* **PROBLEM STATEMENT**
Every entry needs to be duplicated exactly.

* **DATA FOR ANALYSIS**
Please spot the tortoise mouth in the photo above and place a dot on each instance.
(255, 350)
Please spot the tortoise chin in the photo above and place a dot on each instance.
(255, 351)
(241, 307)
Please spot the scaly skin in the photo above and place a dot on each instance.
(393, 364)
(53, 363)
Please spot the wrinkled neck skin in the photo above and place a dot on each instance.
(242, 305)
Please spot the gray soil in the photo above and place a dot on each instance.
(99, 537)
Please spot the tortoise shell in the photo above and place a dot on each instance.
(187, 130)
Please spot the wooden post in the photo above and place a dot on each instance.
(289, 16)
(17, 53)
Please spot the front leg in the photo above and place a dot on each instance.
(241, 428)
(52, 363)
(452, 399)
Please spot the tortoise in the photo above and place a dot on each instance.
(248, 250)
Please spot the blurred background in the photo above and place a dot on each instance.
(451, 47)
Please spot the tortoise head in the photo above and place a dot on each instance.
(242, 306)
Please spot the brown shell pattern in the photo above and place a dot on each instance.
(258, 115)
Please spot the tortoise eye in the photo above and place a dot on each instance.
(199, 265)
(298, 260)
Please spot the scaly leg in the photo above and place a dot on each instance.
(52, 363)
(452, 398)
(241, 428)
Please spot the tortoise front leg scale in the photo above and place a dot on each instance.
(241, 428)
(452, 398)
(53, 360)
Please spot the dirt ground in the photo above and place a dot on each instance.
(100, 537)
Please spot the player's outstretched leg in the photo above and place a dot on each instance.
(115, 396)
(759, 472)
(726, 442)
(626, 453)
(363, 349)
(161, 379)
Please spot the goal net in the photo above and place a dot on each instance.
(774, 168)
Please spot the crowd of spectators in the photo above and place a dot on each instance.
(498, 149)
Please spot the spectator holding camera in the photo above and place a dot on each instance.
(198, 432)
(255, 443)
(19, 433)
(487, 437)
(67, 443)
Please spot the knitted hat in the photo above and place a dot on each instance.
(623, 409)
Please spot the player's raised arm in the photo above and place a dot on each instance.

* **EXERCISE OUTPUT**
Please spot the tortoise mouth in the photo above and place a dot on each instance.
(255, 350)
Please spot the tortoise chin in the photo above and place a dot on each instance.
(255, 351)
(241, 307)
Please spot the scaly skin in the photo above and place a dot on each instance.
(393, 364)
(53, 363)
Please spot the wrinkled neck skin in the photo above and place a dot on each instance.
(242, 305)
Please spot the gray soil in the photo above and place a dot on each instance.
(99, 537)
Please spot the tortoise shell in the photo above and place a dot on each instance.
(187, 130)
Please spot the wooden post in the photo above and place a dot on each instance.
(289, 16)
(17, 53)
Please spot the front leg in the photo above and place a dot on each instance.
(241, 428)
(52, 363)
(452, 399)
Please spot the tortoise in the photo above and place a dot on each instance.
(248, 250)
Please spot the blurred background in the photo above and place a dot on each instance.
(451, 47)
Please spot the tortoise head in the photo above and place a dot on each instance.
(242, 306)
Please spot the brown shell pattern in the photo above and place a dot on each instance.
(258, 115)
Please spot the tortoise eye in the photo above and place a dot on each instance.
(199, 265)
(298, 260)
Please spot the scaly leg in the photo above and place a dot on each instance.
(52, 363)
(452, 398)
(241, 428)
Please spot the tortoise front leg scale in the photo above and place a dot on each instance.
(241, 428)
(452, 398)
(53, 360)
Please spot the dirt ground in the photo above and place a dot on each instance.
(100, 537)
Please spot the player's outstretched leg in the photo above and place a dot on each instance.
(115, 396)
(759, 472)
(726, 442)
(626, 453)
(363, 349)
(161, 379)
Please spot the goal net in the photo above and place a dot on each instance.
(774, 168)
Please spot the crowd of spectators in the photo above and place a dot on each instance.
(498, 149)
Please spot the spectator holding camera in the photo above and place a dot on each instance.
(198, 432)
(255, 443)
(19, 433)
(487, 437)
(67, 443)
Please spot the knitted hat in the photo above and place a dot on each instance.
(623, 409)
Please spot the player's raised arm in the photo above and place a dot on each instance.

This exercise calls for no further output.